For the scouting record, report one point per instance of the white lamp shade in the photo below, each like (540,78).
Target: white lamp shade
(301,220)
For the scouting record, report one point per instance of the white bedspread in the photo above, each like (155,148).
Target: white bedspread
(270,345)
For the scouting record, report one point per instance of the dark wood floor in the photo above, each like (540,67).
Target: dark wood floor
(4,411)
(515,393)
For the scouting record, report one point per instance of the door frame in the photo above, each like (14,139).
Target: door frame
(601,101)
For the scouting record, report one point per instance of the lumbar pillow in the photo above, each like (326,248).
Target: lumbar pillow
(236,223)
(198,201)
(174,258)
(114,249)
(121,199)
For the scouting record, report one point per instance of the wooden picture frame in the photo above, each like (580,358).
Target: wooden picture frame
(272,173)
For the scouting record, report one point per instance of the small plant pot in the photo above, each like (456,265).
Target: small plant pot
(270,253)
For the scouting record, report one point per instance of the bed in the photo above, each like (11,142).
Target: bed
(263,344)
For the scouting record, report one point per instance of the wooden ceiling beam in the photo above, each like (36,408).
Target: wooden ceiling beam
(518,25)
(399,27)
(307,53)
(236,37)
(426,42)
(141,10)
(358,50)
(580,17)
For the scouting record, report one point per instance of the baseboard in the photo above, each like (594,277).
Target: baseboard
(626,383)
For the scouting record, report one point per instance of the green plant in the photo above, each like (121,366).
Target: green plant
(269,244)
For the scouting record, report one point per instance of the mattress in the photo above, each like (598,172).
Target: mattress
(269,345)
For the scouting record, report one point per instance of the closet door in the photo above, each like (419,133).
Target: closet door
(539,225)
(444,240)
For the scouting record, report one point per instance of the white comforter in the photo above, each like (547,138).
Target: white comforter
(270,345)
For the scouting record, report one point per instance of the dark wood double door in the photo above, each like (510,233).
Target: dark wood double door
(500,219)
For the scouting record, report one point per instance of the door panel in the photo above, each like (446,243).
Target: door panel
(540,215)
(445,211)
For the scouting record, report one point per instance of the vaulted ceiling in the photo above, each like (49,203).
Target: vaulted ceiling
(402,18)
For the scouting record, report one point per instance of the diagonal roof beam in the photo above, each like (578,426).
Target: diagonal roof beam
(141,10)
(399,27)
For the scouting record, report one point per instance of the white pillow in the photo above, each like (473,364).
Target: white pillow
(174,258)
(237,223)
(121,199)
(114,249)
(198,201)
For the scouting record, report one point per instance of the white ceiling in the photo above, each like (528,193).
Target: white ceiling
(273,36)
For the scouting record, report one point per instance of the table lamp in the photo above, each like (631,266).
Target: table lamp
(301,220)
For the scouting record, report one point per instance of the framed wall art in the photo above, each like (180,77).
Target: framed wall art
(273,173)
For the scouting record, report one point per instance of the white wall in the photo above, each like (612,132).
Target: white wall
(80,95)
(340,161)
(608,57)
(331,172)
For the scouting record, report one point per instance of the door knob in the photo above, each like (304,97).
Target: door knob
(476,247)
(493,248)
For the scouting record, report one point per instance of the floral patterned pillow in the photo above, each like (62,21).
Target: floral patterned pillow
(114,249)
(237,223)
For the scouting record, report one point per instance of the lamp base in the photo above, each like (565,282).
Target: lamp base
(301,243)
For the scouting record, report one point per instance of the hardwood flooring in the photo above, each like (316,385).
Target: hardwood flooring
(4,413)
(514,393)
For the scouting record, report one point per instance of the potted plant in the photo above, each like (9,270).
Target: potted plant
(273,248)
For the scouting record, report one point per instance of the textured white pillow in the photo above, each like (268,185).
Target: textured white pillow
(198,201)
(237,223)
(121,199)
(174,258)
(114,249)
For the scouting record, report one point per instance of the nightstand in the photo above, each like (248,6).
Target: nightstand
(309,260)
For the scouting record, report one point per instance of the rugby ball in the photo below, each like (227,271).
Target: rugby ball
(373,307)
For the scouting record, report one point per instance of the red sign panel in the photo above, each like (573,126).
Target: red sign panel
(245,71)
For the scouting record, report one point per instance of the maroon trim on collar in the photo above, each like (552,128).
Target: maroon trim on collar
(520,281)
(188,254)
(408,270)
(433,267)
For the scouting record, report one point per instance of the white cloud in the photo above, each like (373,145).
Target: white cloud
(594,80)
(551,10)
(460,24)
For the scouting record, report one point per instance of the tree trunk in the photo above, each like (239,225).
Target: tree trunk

WHAT IS EXPECTED:
A copy of each line above that holds the word "tree" is the expected answer.

WRITTEN RESPONSE:
For the scouting record, report one point per instance of the tree trunk in the photo above, each like (239,225).
Target: tree trunk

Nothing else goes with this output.